[begin Data in this exercise]

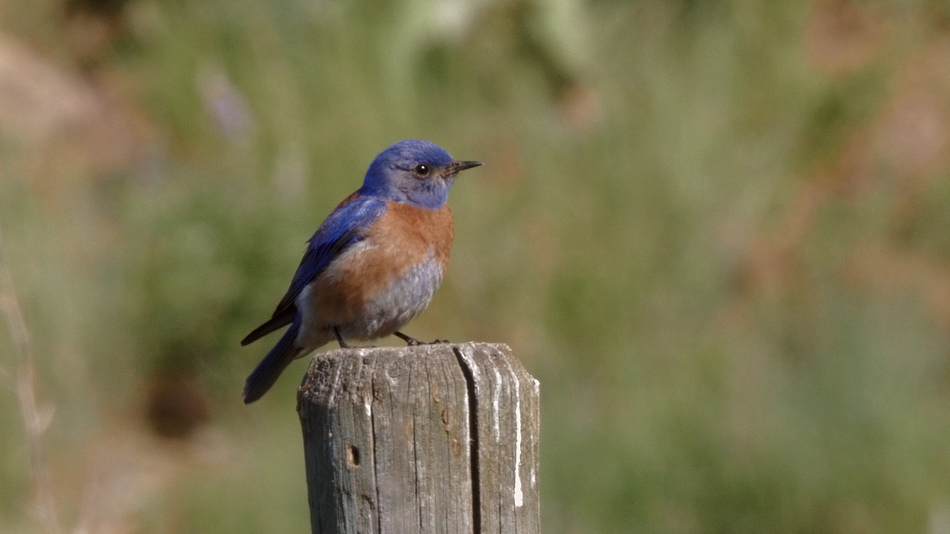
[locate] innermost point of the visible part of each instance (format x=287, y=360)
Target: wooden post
x=431, y=438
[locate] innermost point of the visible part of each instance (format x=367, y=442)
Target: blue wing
x=344, y=227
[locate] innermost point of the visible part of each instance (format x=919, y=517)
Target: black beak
x=457, y=166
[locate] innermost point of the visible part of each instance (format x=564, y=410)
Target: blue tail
x=273, y=364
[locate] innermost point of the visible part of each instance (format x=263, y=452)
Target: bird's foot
x=412, y=342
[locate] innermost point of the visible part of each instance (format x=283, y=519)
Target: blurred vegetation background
x=716, y=232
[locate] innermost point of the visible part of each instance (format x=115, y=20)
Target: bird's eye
x=421, y=169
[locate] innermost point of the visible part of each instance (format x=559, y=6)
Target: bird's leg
x=412, y=342
x=339, y=338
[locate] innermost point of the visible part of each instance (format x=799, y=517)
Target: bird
x=372, y=266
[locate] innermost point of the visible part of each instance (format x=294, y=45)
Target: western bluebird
x=373, y=265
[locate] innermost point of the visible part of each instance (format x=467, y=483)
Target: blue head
x=414, y=172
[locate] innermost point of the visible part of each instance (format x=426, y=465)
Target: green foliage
x=734, y=330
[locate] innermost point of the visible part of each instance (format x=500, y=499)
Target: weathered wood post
x=432, y=438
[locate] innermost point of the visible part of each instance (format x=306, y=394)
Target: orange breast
x=403, y=237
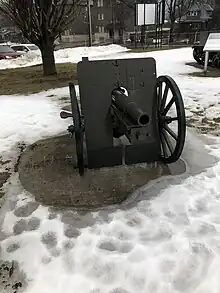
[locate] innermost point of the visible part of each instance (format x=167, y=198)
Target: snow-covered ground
x=167, y=244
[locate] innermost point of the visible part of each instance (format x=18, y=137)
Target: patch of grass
x=29, y=80
x=211, y=72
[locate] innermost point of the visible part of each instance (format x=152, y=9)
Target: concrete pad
x=47, y=171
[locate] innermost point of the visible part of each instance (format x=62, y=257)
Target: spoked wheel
x=78, y=129
x=171, y=119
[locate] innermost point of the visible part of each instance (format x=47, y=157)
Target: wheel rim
x=172, y=138
x=78, y=129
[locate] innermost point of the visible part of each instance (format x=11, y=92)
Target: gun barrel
x=129, y=107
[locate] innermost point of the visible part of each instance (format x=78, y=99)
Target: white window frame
x=101, y=29
x=100, y=3
x=100, y=16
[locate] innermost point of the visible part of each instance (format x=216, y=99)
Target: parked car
x=8, y=53
x=24, y=48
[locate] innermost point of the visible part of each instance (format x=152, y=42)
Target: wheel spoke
x=160, y=91
x=168, y=142
x=170, y=119
x=164, y=98
x=170, y=131
x=164, y=147
x=168, y=106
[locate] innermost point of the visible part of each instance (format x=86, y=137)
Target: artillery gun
x=124, y=98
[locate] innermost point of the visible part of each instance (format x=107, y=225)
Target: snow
x=168, y=242
x=72, y=55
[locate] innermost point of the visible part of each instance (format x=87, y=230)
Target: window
x=67, y=32
x=100, y=3
x=100, y=16
x=192, y=13
x=101, y=29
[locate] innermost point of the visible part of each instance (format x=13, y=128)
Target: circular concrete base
x=46, y=170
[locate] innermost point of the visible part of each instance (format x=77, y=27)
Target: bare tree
x=41, y=22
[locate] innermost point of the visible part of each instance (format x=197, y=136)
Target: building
x=110, y=19
x=197, y=18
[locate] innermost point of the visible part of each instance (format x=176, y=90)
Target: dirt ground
x=46, y=170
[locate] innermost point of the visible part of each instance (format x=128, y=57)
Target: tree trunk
x=47, y=53
x=171, y=36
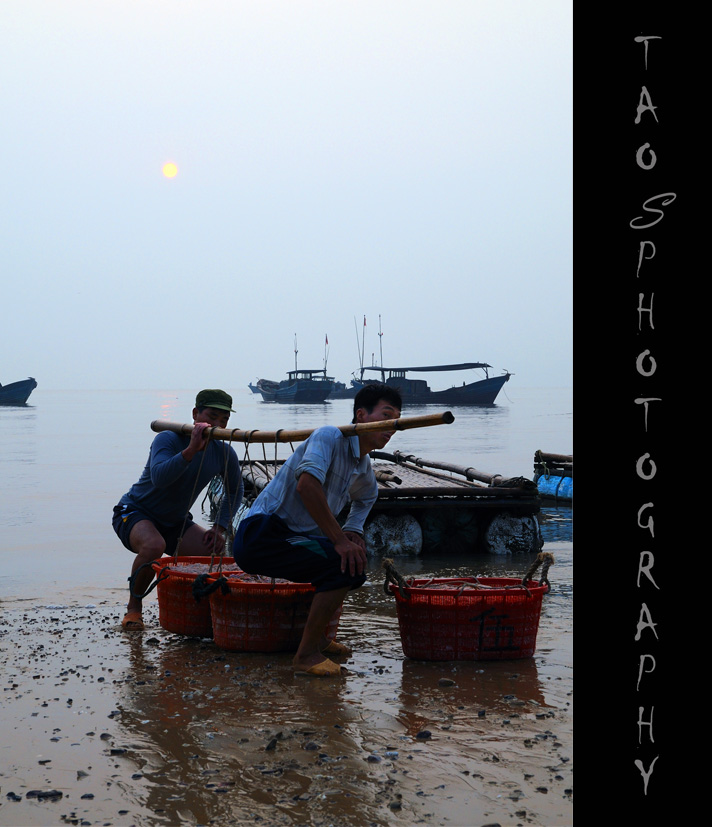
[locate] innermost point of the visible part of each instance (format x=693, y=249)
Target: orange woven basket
x=263, y=617
x=452, y=619
x=178, y=610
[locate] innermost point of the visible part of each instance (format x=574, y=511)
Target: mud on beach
x=101, y=727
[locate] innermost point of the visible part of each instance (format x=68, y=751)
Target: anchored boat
x=17, y=393
x=300, y=386
x=418, y=392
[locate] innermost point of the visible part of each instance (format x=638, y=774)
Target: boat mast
x=380, y=342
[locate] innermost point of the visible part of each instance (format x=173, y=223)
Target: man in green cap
x=153, y=518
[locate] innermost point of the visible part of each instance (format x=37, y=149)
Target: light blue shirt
x=169, y=485
x=334, y=459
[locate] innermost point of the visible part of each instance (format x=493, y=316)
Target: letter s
x=669, y=196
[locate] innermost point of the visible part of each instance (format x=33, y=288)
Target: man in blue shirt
x=153, y=518
x=292, y=531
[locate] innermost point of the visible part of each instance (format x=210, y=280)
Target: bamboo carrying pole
x=466, y=471
x=237, y=435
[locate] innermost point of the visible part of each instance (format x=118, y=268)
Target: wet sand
x=101, y=727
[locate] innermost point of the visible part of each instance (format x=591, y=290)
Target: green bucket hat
x=213, y=398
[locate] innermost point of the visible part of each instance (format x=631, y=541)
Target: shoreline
x=152, y=728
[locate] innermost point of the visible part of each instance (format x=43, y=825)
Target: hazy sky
x=408, y=159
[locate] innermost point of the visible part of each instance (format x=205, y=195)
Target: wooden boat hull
x=417, y=392
x=299, y=392
x=17, y=393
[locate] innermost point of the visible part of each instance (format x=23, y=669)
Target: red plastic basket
x=178, y=610
x=450, y=619
x=263, y=617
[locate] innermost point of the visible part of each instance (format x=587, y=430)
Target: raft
x=431, y=507
x=554, y=476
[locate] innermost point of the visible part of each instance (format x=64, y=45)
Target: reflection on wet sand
x=230, y=737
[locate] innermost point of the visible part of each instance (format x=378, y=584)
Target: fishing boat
x=418, y=392
x=17, y=393
x=343, y=391
x=300, y=386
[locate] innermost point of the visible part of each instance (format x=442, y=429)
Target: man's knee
x=148, y=544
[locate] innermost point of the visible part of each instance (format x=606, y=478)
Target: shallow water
x=159, y=729
x=66, y=460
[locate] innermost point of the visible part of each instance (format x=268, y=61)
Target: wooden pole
x=237, y=435
x=467, y=471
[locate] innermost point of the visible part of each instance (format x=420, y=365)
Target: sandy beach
x=100, y=727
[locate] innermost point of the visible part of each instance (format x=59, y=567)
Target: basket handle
x=161, y=576
x=545, y=559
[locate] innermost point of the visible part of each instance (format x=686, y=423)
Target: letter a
x=643, y=106
x=643, y=622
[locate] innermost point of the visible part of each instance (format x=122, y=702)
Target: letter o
x=639, y=467
x=639, y=364
x=639, y=157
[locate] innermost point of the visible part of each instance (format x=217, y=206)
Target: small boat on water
x=17, y=393
x=418, y=392
x=300, y=386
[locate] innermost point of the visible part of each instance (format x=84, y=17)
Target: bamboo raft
x=451, y=506
x=554, y=476
x=434, y=506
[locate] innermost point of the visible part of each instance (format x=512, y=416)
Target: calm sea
x=67, y=458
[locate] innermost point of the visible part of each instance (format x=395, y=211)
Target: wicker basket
x=178, y=610
x=263, y=617
x=470, y=618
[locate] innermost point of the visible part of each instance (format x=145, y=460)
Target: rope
x=392, y=576
x=545, y=559
x=192, y=497
x=202, y=586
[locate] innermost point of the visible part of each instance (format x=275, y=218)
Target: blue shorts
x=126, y=516
x=264, y=544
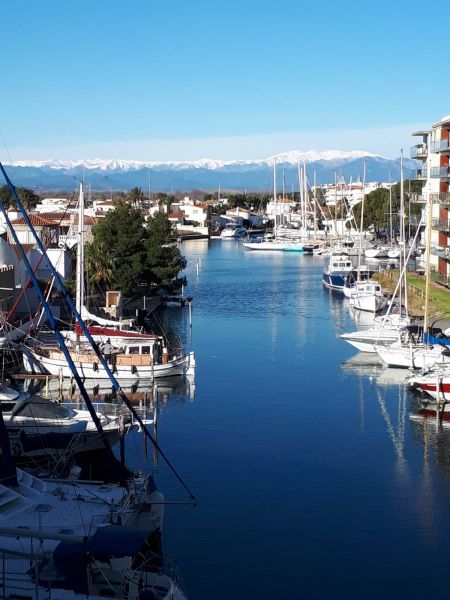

[end Data in this exercise]

### Given instruction
Copy out, word for word, the lines running from the one containing "(format x=275, y=218)" through the end of the records, both ends included. Leave the pictures out of your answer.

### Task answer
[locate] innermost point of the visible part of each instance (format x=275, y=218)
Target: blue shorts
x=126, y=516
x=264, y=544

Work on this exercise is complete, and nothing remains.